Keep the pictures out and restate every record exactly.
— START OF Listed entries —
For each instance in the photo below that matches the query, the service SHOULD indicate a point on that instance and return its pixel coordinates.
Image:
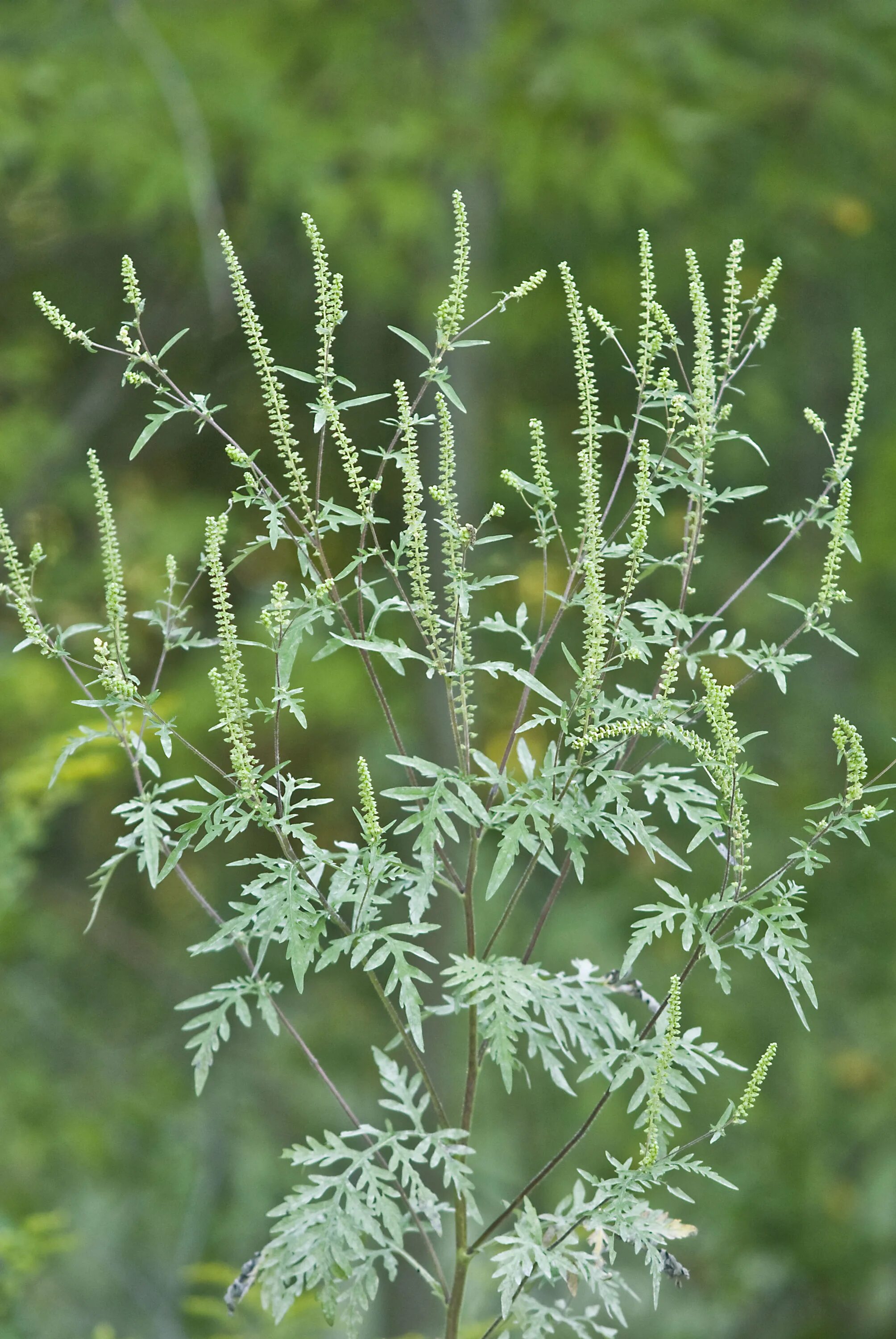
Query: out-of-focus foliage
(138, 128)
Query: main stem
(463, 1255)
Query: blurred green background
(125, 1204)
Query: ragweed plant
(635, 711)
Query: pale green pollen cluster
(370, 819)
(666, 326)
(850, 746)
(528, 286)
(771, 279)
(669, 673)
(815, 422)
(856, 403)
(583, 359)
(728, 741)
(641, 517)
(767, 322)
(724, 766)
(328, 300)
(755, 1084)
(275, 616)
(451, 311)
(830, 592)
(732, 330)
(418, 563)
(113, 678)
(539, 456)
(113, 567)
(602, 323)
(654, 1109)
(651, 337)
(272, 389)
(593, 571)
(704, 378)
(19, 590)
(62, 323)
(133, 295)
— END OF Listed entries —
:: The reply ::
For each instance in the photo below that matches the query, the service SHOULD indicate a point on that instance and return its pixel coordinates.
Image:
Query: out-of-focus foliage
(138, 128)
Query: main stem
(463, 1255)
Query: blurred green background
(125, 1204)
Query: ragweed plant
(635, 711)
Query: pale green pollen cluster
(370, 819)
(666, 326)
(850, 746)
(528, 286)
(771, 279)
(669, 673)
(815, 422)
(856, 403)
(583, 359)
(728, 741)
(641, 517)
(767, 322)
(724, 766)
(328, 300)
(755, 1084)
(275, 616)
(451, 311)
(830, 592)
(732, 330)
(418, 563)
(113, 678)
(539, 456)
(113, 567)
(602, 323)
(654, 1109)
(651, 337)
(272, 389)
(593, 571)
(704, 378)
(19, 590)
(62, 323)
(133, 295)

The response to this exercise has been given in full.